▶ [What this task involves]: Write the next part of the lyrics model write-up below, picking up right after its final line.

▶ [Selected passage]:
Lyrics Model - version 2:

Predicting the lyrics

For this model we used only the lyrics of the song
Replaced \n spaces and tabs as described above
Used the t5-base model.
Used the same fill-in-the-blanks task described above and the same input format: 'Fill song <list of song's genres> : \n <song name> <song's lyrics with missing parts for fill-in-the-blanks>'
Result example: (input was 'summarise song [pop]: The game of chance')

The game of chance n>s2>It's a game that I'm gonna play if I don't win a prizes3>(2x)s4>(3x)(2X)(3X) (x2)s5>(4x) (3x2) (x3)s6>(x4)s7>(1x) [email protected]s8>(2-x-x--x) s10>Gs9>Ds11>Cs12>D

The result was still very messy. We understood that we need to better clean the data and represents spaces and tabs in a different way.

Lyrics Model - version 2_2:

Predicting the lyrics improved

Again we used only lyrics of the song, but this time we improved the separation of lyrics chords and tabs and removed garbage from our data
Replaced \n with @
Used the t5-base model.
Used the same fill-in-the-blanks task described above and the same input format: 'Fill song <list of song's genres> : \n <song name> <song's lyrics with missing parts for fill-in-the-blanks>'
Result example: (input was 'summarise song [pop]: The game of chance')

▶ [Recorded data]:
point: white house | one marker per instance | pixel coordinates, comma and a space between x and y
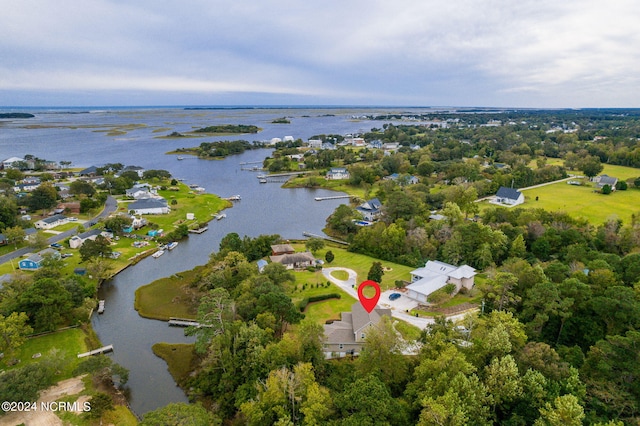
51, 221
315, 143
510, 196
436, 275
8, 163
149, 206
348, 335
336, 173
77, 240
370, 210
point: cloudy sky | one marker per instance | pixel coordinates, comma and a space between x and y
503, 53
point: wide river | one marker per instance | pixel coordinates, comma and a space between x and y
84, 139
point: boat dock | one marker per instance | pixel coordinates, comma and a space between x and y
278, 177
336, 197
333, 240
102, 350
199, 230
182, 322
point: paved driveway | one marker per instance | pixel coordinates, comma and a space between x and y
397, 307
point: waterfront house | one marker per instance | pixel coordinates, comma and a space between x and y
603, 180
435, 275
279, 249
370, 210
34, 261
509, 196
336, 173
295, 260
51, 221
77, 240
347, 336
149, 206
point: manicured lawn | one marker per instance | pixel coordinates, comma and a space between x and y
169, 297
179, 358
69, 343
583, 202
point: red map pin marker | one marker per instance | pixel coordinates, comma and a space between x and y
368, 304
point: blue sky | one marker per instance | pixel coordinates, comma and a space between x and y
503, 53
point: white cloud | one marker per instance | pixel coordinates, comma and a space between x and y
430, 52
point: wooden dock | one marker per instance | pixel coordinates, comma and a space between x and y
335, 197
333, 240
102, 350
199, 230
182, 322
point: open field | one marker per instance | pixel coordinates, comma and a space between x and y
168, 297
69, 343
583, 202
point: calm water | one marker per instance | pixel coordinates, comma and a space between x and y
265, 208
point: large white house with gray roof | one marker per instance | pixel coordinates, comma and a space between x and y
509, 196
435, 275
347, 336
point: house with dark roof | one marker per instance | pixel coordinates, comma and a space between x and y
337, 173
603, 180
77, 240
89, 171
347, 336
278, 249
34, 261
51, 221
435, 275
295, 260
149, 206
509, 196
370, 210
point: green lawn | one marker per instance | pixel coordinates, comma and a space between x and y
583, 201
69, 342
169, 297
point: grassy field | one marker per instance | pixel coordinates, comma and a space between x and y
179, 358
584, 202
168, 297
69, 342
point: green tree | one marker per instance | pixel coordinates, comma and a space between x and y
329, 256
214, 311
14, 235
180, 414
314, 244
376, 272
43, 197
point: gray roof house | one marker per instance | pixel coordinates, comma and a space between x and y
370, 210
149, 206
603, 180
509, 196
51, 221
348, 335
77, 240
435, 275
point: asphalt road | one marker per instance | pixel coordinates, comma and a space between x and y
110, 206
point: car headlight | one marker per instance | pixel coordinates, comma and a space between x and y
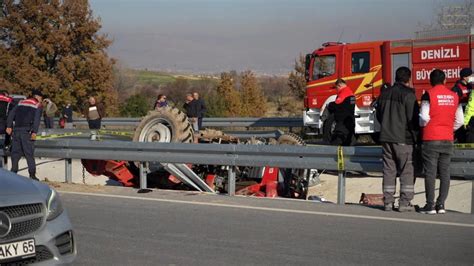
55, 208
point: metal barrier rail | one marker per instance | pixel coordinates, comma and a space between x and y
212, 121
342, 159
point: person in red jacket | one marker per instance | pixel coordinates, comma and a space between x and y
463, 89
343, 109
440, 116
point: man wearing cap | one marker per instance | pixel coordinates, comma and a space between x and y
343, 109
397, 112
463, 89
6, 105
23, 124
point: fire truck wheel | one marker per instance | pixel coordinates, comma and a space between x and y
328, 128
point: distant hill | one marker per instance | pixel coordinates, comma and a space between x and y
157, 78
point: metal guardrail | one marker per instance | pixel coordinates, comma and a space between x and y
212, 121
367, 159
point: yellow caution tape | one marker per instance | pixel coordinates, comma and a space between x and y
464, 145
117, 133
340, 159
55, 136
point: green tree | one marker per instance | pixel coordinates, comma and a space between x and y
229, 96
254, 103
55, 46
135, 106
296, 79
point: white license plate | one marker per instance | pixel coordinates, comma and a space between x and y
20, 249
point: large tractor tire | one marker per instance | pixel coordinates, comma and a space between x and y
168, 124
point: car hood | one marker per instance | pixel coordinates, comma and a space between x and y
13, 184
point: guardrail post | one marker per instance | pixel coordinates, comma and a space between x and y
143, 184
472, 198
231, 181
68, 163
341, 188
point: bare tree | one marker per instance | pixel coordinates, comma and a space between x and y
452, 16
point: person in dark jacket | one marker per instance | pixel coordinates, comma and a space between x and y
201, 105
397, 112
94, 112
463, 89
66, 114
343, 109
23, 124
6, 105
191, 108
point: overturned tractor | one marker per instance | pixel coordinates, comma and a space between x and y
171, 125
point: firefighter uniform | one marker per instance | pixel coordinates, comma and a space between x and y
343, 110
440, 115
469, 119
463, 89
25, 119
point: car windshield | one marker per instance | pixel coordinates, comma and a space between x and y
324, 66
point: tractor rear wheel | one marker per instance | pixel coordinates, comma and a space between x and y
167, 124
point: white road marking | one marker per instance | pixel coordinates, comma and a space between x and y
345, 215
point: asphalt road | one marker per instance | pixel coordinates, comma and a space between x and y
166, 228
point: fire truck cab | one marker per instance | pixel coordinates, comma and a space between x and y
368, 66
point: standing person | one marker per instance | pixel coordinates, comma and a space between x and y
469, 119
25, 118
201, 106
160, 102
343, 109
66, 114
397, 112
50, 110
191, 108
6, 105
94, 113
440, 115
463, 89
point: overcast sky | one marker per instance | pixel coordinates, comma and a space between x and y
205, 36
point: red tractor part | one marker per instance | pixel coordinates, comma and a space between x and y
266, 188
116, 170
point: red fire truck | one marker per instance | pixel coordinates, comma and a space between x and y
367, 66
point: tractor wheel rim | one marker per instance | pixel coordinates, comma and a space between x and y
156, 131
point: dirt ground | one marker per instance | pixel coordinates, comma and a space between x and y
459, 198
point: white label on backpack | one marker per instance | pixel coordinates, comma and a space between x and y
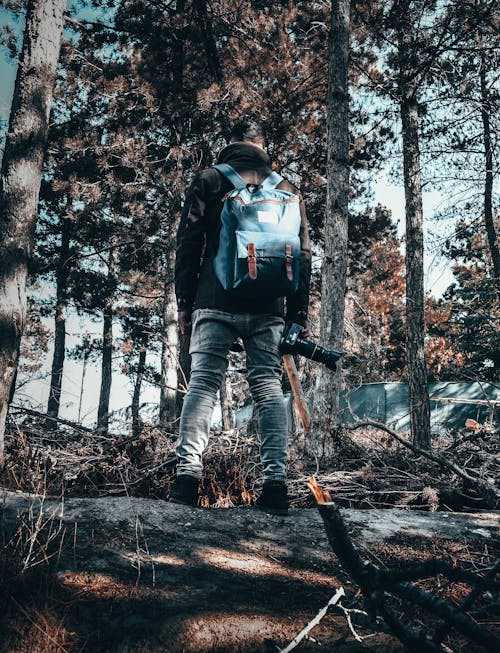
267, 216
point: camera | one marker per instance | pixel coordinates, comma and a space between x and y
291, 343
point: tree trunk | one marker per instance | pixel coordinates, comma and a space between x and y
226, 403
107, 356
60, 324
168, 391
136, 417
488, 182
333, 271
20, 178
86, 354
206, 28
415, 324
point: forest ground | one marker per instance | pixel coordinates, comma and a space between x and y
127, 571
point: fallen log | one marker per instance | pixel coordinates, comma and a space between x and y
376, 583
138, 574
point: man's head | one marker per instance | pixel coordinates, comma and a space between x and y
248, 130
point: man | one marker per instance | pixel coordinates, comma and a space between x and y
216, 318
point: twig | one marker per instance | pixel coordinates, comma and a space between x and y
486, 489
298, 638
374, 583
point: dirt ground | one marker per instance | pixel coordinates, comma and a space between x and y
136, 575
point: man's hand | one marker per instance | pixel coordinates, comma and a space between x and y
184, 320
305, 333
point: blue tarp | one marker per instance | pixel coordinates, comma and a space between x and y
451, 404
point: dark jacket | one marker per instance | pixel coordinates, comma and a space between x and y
196, 284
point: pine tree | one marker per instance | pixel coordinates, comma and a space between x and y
20, 179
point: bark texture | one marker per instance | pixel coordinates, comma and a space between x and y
415, 323
54, 401
168, 391
107, 354
20, 178
488, 181
333, 272
136, 397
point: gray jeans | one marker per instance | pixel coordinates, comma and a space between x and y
213, 333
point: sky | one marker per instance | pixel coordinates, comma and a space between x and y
35, 392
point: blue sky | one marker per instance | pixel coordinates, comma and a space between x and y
437, 278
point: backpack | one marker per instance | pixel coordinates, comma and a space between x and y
259, 245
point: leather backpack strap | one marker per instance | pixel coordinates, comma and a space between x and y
252, 261
272, 180
288, 262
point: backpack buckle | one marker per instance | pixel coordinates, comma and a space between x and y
252, 261
288, 262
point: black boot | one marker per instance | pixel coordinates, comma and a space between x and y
185, 490
273, 498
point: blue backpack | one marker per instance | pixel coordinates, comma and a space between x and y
259, 244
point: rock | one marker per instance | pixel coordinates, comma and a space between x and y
147, 575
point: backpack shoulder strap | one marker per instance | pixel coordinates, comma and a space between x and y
272, 181
231, 174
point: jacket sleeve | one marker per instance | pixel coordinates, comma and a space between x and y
190, 243
297, 305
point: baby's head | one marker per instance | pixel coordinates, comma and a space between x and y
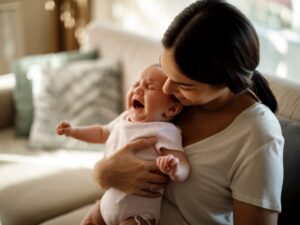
146, 100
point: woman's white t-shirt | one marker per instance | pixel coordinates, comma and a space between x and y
244, 161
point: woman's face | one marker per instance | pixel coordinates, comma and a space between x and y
189, 92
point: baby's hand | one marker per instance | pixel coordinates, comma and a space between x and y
168, 164
64, 128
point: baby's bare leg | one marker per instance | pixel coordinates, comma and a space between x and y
94, 216
137, 221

▶ [In response]:
The game of chance

It's a game of luck
I'm gonna play it for you
I don't wanna play it, but I've got a lot of fun
'Cause if you're gonna get it, you'll get it for me
I won't be playing it, I'll be playing the game

Verse 2:
I can't seem to find a way to play it
But I'd rather play it than play it 'cause it's the same
And if I had a chance
I would rather play the game than play
Pre-Chorus ...

This was much better and looked liked a song. There are some parts that don't make a lot of sense, but this can be tweaked with hyperparameters that will be discussed in the generation process. We are ready to start training a chords model.

Chords representation

Originally the chords were writen with many tabs and spaces to separate the different chords and align them with the word line below them. To represent the data in a more efficient way we changed the representation of chord lines in the following way:

Replaced all tabs with 4 spaces
Replaced every sequence of spaces with the number of spaces in the sequence
Separating adjacent chords with $ signs
For example:

'Em  \tG7/D' -> 'Em      G7/D' -> 'Em$8G7/D'

The code for this can be found in /Project/Code/T5/FineTuningT5/chords_data_preparation.py

Chords Model - version 1 (unsuccessful):

Predicting the chords given the lyrics

Represented the chords as described above
Used the t5-small model
Each song was split into chords and lyrics.
The input for the model was the lyrics of a song and the expected output was the chords of that song
The code for this can be found in /Project/Code/T5/FineTuningT5/CreateLabeledData/create_labeled_chords_data_v1.py

The results for this model were very bad, it did not manage to even maintain the structure of chords after a few lines. We understood that each output of the model needs to be smaller and that it is important that the model's input will include the previous chords.
Example output when the input was the lyrics generated by model v2_2:

G29D28G27Dm24G
G
D31Gm
C23G721D7M22G926D9M
G/B17Gsus416D6M/Gb19Gdim13D8Msu4G#m7/Dbm/F18G625Dsum4D/A15

We can see things that are not chords (Msu4, sum) and no separation between chords.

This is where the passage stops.